Work item A
In the Software Fabric description, what decides correctness under the core design principles?
Work item B
Carry on the Software Fabric description from its last line.

Text for analysis
---------------

Problem
Current AI coding tools lack governance. They mix planning, coding, and review into a single reasoning stream with no role separation, no mandatory gates, and no auditability. The result is refactor drift, scope violations, hallucinated changes, and poor traceability.
Solution
Software Fabric is a governance-driven orchestration system for AI coding agents. It transforms LLM-based development from chat-based coding into an industrialized, traceable, repeatable engineering process.
Core design principles:
- CI is authority — gates decide correctness, not the model
- Roles are separated even when the same model is used (Planner / Implementer / Reviewer)

---------------

Given records
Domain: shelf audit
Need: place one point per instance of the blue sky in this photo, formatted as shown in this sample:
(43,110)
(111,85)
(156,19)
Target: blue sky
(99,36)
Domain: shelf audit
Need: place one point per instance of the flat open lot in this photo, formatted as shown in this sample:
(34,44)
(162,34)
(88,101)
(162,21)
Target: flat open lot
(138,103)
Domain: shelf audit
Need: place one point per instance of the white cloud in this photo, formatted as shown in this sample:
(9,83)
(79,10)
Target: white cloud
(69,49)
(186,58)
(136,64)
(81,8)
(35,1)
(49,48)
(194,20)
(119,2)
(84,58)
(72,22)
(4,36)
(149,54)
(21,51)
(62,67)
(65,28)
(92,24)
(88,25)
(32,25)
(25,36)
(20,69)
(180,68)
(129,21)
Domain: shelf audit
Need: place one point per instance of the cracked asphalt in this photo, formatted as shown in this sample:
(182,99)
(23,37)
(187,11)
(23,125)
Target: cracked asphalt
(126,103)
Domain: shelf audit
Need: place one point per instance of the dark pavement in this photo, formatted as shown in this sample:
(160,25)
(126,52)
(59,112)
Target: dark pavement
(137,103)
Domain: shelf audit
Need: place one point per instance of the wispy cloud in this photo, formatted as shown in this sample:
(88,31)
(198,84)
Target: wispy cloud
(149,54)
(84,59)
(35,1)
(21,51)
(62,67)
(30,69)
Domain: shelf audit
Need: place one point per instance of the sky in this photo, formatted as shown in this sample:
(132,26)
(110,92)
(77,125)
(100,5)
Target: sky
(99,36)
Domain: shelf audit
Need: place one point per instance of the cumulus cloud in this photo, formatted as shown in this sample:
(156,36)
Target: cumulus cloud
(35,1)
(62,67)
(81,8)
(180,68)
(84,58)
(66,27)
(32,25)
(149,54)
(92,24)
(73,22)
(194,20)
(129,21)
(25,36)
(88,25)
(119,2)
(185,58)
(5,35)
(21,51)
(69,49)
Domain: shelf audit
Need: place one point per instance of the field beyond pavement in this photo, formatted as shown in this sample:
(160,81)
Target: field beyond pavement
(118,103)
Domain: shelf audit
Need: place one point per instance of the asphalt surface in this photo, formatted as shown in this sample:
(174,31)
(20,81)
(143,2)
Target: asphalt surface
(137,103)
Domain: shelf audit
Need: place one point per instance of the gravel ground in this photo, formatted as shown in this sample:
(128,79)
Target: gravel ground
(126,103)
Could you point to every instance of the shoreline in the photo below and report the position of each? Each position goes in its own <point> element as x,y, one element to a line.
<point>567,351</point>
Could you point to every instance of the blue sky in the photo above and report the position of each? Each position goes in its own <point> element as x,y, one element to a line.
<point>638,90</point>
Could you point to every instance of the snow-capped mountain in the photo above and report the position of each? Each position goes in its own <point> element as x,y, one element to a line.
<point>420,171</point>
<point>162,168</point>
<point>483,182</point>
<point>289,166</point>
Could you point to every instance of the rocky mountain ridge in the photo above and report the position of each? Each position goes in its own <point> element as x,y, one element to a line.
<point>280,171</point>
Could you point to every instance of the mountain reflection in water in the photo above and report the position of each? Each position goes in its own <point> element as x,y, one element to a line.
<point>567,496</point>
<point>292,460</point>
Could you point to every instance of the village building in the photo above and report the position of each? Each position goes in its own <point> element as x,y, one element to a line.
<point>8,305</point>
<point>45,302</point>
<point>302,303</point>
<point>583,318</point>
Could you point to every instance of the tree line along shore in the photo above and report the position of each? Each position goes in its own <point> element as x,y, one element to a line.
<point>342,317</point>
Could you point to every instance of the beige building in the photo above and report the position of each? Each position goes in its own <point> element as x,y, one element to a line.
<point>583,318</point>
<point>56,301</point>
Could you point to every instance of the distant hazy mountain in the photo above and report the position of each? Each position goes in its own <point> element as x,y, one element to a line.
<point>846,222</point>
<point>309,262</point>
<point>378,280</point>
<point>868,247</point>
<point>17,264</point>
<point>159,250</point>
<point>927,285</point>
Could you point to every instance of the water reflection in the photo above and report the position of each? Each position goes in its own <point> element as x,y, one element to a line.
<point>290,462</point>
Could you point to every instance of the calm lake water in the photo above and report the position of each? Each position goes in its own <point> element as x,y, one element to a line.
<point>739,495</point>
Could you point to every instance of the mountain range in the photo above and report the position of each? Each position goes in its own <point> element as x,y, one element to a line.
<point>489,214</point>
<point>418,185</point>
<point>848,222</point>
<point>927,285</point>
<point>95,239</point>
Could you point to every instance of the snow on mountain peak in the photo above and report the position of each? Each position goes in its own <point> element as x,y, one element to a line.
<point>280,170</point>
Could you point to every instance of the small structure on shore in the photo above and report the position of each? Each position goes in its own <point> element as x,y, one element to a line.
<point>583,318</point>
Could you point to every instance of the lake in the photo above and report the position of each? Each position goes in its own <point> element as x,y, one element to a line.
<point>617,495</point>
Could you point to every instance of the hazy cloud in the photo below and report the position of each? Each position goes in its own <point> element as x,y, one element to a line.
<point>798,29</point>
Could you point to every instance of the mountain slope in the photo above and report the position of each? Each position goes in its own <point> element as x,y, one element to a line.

---------------

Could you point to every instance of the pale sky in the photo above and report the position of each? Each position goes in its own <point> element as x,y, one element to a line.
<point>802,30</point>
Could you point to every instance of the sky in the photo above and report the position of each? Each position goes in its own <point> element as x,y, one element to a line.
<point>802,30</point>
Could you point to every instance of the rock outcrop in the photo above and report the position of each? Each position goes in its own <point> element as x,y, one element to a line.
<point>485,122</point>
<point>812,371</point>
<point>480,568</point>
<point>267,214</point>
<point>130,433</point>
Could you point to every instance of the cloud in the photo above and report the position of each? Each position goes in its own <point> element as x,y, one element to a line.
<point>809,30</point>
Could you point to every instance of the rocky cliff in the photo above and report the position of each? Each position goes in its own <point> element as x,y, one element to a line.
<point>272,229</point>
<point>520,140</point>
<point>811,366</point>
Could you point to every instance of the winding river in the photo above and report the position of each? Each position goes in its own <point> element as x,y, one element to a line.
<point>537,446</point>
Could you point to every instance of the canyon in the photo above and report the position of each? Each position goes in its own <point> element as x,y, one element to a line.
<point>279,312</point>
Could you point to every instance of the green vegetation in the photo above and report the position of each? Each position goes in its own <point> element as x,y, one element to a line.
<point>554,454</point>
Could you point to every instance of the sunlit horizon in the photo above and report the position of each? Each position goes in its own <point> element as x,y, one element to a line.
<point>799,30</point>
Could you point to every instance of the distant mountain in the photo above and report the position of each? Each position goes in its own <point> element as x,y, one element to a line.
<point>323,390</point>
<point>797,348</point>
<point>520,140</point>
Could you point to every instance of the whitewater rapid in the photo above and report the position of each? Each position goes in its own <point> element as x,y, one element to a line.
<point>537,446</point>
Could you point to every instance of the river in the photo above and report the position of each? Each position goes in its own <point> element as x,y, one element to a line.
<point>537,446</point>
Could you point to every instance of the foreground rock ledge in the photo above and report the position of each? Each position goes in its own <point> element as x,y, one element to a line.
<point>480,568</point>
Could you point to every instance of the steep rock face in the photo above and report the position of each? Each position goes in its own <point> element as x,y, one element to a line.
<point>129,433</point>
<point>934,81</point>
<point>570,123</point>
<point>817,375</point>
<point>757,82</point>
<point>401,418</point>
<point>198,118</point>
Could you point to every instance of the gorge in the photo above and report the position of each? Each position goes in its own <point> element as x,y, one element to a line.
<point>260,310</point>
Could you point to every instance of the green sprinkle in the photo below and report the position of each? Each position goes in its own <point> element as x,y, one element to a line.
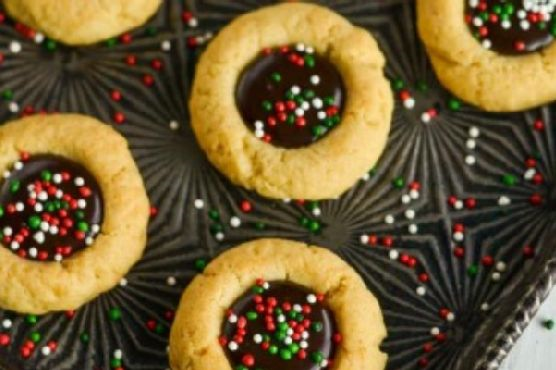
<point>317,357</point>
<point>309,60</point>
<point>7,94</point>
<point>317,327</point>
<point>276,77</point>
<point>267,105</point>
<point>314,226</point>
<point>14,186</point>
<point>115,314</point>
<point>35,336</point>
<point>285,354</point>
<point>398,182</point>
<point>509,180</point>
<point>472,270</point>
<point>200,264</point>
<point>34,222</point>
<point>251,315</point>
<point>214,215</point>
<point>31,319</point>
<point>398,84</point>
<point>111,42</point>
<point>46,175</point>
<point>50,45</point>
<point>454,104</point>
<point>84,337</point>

---------------

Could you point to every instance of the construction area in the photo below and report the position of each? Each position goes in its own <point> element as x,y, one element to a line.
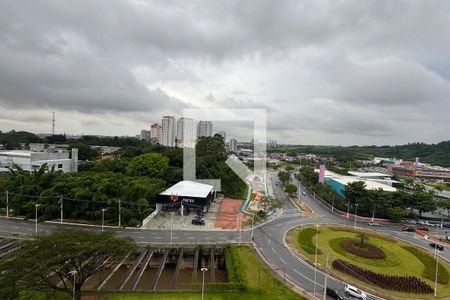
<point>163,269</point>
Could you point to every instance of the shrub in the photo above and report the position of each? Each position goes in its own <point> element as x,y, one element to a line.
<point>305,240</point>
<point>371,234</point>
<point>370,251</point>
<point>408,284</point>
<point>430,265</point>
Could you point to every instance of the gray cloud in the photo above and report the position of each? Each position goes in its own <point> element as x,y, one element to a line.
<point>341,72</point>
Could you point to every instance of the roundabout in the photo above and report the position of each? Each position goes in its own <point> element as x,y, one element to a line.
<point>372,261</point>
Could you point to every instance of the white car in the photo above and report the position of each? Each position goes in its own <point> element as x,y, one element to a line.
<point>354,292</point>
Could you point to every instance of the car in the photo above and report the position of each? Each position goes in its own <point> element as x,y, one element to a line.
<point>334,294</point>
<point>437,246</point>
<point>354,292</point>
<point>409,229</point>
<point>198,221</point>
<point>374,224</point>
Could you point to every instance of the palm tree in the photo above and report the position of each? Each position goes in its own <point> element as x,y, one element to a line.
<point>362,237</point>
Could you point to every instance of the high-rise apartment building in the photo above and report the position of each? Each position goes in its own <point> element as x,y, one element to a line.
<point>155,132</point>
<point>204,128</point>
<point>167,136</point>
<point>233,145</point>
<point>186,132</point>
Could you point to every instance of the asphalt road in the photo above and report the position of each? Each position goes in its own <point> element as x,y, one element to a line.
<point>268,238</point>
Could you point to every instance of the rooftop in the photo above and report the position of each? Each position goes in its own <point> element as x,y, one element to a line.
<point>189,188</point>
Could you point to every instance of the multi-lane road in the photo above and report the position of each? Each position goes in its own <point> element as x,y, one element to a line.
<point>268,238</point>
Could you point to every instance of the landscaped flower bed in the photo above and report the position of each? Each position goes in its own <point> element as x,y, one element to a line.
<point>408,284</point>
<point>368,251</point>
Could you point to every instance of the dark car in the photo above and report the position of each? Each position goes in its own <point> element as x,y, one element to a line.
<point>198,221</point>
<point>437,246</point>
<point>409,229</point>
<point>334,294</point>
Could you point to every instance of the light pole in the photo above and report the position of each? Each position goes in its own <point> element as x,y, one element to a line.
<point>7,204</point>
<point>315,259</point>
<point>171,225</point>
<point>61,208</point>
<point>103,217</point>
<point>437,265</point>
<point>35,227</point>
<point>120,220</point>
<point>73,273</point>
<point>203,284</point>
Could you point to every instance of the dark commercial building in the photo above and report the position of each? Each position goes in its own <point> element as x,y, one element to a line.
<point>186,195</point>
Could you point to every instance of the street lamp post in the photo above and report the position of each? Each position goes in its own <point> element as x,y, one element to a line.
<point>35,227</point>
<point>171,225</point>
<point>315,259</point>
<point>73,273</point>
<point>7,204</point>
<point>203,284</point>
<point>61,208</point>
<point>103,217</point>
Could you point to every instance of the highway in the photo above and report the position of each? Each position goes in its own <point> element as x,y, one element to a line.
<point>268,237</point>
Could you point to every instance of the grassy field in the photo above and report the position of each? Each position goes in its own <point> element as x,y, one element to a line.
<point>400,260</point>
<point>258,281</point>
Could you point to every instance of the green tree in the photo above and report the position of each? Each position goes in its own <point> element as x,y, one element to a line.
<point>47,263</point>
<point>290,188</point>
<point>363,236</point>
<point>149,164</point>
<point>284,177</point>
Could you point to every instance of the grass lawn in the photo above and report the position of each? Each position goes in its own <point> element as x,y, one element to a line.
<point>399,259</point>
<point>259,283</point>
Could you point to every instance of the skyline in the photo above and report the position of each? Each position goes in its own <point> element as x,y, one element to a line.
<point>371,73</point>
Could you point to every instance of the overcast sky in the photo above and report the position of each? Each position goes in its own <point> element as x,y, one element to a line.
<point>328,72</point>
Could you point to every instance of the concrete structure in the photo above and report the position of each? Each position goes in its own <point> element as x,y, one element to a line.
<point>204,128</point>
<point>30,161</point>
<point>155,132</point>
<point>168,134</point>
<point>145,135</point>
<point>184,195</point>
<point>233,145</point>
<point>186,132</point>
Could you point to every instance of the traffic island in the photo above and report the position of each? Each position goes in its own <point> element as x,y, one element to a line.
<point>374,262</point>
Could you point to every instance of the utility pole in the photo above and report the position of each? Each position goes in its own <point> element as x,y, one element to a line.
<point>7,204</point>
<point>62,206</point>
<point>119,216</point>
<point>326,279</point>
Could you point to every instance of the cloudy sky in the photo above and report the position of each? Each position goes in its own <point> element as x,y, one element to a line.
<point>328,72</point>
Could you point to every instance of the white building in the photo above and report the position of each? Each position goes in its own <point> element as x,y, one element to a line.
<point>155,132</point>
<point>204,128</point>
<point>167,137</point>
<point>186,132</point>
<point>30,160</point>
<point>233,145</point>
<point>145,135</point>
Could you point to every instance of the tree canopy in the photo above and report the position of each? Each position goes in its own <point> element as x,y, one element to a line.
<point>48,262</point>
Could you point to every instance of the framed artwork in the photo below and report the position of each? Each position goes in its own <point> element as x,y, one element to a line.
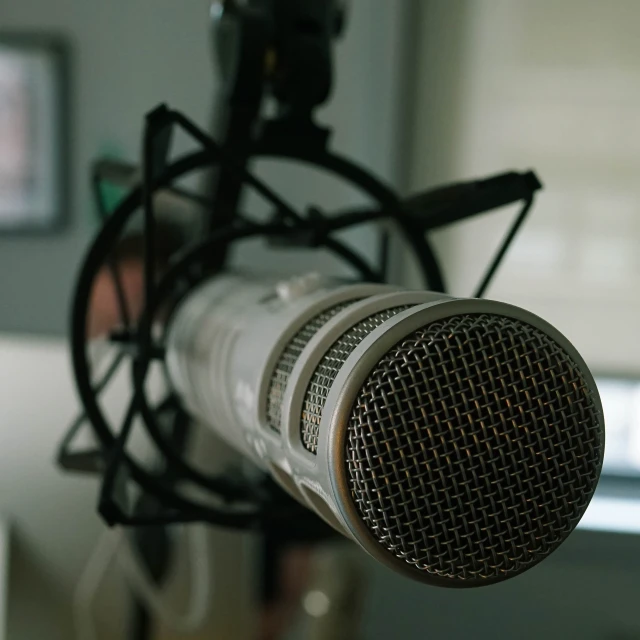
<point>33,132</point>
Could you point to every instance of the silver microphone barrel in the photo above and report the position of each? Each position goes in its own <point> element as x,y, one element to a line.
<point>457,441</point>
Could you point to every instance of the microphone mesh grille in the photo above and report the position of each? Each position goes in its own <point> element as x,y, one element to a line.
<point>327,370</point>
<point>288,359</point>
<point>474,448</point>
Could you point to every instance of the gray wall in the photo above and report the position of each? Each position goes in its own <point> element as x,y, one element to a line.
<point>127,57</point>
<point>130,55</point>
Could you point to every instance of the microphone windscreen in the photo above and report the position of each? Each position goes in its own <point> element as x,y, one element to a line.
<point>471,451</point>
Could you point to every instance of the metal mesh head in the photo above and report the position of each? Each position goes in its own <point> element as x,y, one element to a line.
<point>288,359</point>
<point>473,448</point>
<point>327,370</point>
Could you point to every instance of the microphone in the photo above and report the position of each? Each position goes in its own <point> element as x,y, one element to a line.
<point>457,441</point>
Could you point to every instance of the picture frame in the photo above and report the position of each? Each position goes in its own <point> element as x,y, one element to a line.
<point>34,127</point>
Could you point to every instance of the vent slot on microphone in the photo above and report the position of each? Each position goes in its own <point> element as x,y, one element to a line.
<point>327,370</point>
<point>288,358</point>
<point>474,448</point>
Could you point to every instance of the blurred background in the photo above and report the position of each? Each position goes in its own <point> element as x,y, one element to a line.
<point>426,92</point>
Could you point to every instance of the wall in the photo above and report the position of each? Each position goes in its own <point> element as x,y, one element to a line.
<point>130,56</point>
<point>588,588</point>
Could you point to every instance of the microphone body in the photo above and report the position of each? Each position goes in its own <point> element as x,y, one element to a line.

---------------

Task answer A
CI gates decide correctness, not the model.

Task answer B
- Artifacts over conversation memory — every run produces immutable outputs
- Policy precedes autonomy — allowlists, diff budgets, and iteration limits are enforced
- Cost control is built-in — local models for planning and review, remote only on demand
System components:
- fabric-api — REST endpoints, job lifecycle management
- fabric-worker — orchestration loop, provider calls, retry logic
- fabric-runner — Docker sandbox for patch application and gate execution
- fabric-policy — allowlist enforcement, diff budget validation, iteration caps
- Providers layer — local (Ollama), OpenAI, Anthropic
Architecture
Each job moves through a defined state machine: CREATED → PLANNED → IMPLEMENTING → VERIFYING → REVIEWING → READY_TO_RELEASE → RELEASED / FAILED. Mandatory gates (pytest, ruff, mypy, pip-audit) block progression on failure. All changes produce structured artifacts: SPEC.md, DIFF.patch, VERIFY.log, REVIEW.md, results.json.
Result
A system that makes AI-assisted software production auditable and controllable — not by limiting what AI can do, but by structuring how it operates under human architectural supervision.